### Passage to read
So there you have it, a nice sampling of art from Dominic Harman. A relatively exhaustive listing of his book covers can be found here at IFSDB.

Wednesday, March 16, 2011

Mistborn: The Alloy of Steel

Completely knacked from Tor.com




Tor Books has just released lots of new details on Brandon Sanderson’s next work, Mistborn: The Alloy of Law, including the revelation of Chris McGrath’s steampunk-ish cover for the new title! (Oh, how we’re clamoring to get a peek at the manuscript....)

For those yet unaware, The Alloy of Law came about from a short story that Brandon Sanderson wrote last fall while taking a well-deserved break after writing The Gathering Storm, The Way of Kings, and Towers of Midnight. Of course, fantasy stories being what they are, what was a short story soon ballooned into a proper novel. (A novel that, funnily enough, takes Mistborn out of the epic fantasy genre it started within.) Sanderson still reportedly intends on crafting a follow-up trilogy to the original Mistborn trilogy after his current projects are completed.

A longer synopsis for The Allow of Law has emerged, as well.
######
§ **Aim of the exercise**: Could you copy everything in the Mistborn post from "For those yet" down to "projects are completed.", swapping "fall" for "autumn"?
### Dataset extract
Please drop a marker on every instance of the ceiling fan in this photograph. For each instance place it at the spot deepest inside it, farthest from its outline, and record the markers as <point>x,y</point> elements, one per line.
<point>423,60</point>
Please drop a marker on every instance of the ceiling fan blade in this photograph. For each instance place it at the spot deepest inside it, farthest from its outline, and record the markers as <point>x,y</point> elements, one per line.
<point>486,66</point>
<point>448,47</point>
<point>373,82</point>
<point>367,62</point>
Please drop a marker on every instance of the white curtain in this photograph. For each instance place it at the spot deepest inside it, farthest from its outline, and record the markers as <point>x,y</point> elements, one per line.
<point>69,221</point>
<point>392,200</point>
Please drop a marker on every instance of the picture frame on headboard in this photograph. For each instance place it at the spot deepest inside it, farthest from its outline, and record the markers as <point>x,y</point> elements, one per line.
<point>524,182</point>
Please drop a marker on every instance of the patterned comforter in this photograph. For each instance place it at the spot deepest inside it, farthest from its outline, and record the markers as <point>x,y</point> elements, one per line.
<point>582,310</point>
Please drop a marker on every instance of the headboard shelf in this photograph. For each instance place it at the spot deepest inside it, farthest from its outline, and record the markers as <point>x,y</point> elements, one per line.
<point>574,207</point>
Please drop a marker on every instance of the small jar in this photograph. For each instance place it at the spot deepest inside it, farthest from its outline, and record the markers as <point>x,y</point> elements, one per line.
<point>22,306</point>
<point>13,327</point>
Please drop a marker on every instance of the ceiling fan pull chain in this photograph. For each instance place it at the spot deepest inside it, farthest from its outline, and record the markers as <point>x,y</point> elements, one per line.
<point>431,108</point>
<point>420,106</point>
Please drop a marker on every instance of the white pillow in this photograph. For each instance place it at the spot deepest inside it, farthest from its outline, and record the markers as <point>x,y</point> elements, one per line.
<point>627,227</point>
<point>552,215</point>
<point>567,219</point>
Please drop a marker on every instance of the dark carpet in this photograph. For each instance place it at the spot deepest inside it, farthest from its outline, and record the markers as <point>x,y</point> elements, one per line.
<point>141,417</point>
######
§ **Answer to this problem**:
For those yet unaware, The Alloy of Law came about from a short story that Brandon Sanderson wrote last autumn while taking a well-deserved break after writing The Gathering Storm, The Way of Kings, and Towers of Midnight. Of course, fantasy stories being what they are, what was a short story soon ballooned into a proper novel. (A novel that, funnily enough, takes Mistborn out of the epic fantasy genre it started within.) Sanderson still reportedly intends on crafting a follow-up trilogy to the original Mistborn trilogy after his current projects are completed.